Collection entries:
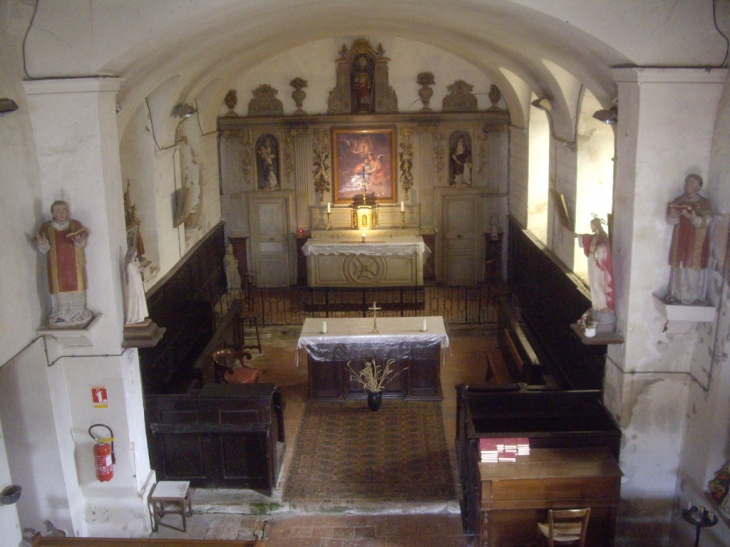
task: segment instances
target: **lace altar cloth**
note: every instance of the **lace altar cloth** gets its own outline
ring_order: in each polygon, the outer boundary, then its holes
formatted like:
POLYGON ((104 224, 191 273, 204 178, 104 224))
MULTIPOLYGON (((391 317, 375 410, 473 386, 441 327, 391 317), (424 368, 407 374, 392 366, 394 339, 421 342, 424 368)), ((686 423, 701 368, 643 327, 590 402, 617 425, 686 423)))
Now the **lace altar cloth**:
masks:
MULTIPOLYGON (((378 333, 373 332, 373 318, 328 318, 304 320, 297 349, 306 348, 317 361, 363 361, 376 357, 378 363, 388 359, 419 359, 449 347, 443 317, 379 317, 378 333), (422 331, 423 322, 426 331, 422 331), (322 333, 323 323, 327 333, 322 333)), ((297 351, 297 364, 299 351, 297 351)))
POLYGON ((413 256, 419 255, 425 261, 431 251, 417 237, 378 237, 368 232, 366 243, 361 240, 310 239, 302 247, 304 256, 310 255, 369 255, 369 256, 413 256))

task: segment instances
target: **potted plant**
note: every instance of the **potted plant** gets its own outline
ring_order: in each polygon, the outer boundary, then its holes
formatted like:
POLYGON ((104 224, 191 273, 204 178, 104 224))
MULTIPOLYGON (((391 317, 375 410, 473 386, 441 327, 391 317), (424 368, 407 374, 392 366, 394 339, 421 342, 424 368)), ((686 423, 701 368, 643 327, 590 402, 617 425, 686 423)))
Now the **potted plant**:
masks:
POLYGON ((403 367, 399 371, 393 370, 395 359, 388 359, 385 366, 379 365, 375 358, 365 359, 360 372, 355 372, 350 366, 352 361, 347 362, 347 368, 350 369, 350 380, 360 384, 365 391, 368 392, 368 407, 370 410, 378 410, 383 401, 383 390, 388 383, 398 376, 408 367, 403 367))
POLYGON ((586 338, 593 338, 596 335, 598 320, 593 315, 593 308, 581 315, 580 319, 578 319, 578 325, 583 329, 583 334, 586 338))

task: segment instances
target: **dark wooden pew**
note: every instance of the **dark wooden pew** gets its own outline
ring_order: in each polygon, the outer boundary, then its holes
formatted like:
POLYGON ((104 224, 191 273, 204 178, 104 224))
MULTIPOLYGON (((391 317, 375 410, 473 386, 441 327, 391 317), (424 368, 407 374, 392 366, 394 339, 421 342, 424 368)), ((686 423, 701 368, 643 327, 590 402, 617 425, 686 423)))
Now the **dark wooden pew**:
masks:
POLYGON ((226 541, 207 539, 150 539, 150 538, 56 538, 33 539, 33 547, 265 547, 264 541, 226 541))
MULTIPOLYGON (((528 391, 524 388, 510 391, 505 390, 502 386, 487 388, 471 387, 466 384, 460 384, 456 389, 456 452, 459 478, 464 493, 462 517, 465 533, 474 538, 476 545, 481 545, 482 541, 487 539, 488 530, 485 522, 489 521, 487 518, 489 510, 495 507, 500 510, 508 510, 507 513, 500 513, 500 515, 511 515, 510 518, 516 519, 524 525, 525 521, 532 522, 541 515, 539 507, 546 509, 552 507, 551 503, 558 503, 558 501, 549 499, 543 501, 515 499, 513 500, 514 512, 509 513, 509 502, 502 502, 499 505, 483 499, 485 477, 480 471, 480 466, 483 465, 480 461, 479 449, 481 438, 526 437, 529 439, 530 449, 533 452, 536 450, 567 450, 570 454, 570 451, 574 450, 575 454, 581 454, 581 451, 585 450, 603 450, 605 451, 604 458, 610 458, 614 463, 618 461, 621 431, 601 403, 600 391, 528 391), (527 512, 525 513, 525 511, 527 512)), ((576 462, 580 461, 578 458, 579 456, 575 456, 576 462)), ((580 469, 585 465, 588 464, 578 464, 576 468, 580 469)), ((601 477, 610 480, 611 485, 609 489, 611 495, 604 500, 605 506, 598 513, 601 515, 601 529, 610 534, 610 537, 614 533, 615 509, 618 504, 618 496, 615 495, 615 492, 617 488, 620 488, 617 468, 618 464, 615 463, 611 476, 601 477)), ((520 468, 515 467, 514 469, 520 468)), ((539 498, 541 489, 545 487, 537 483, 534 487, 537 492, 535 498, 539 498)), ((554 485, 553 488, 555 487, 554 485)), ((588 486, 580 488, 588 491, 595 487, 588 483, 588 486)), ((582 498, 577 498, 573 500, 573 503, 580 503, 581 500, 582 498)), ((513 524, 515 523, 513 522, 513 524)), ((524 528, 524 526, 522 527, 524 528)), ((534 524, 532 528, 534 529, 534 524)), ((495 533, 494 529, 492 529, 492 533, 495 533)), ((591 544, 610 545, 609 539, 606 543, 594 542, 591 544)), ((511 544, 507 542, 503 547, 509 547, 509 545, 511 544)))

EXERCISE PROMPT: Looking at the records above, return exactly the lines from the line with "target: **dark wooden pew**" to the line with "Now the **dark", both ends included.

SOLUTION TO THIS TASK:
target: **dark wooden pew**
note: every instance of the **dark wooden pew** gets its own outline
ring_order: in each polygon, the outer boundary, then its holes
formatted like:
POLYGON ((104 224, 191 273, 204 178, 104 224))
MULTIPOLYGON (((391 317, 375 410, 473 386, 441 327, 391 317), (424 368, 407 374, 392 366, 394 339, 421 342, 424 368)), ((686 423, 701 368, 643 327, 590 402, 617 425, 686 423)))
Now the **dark wooden pew**:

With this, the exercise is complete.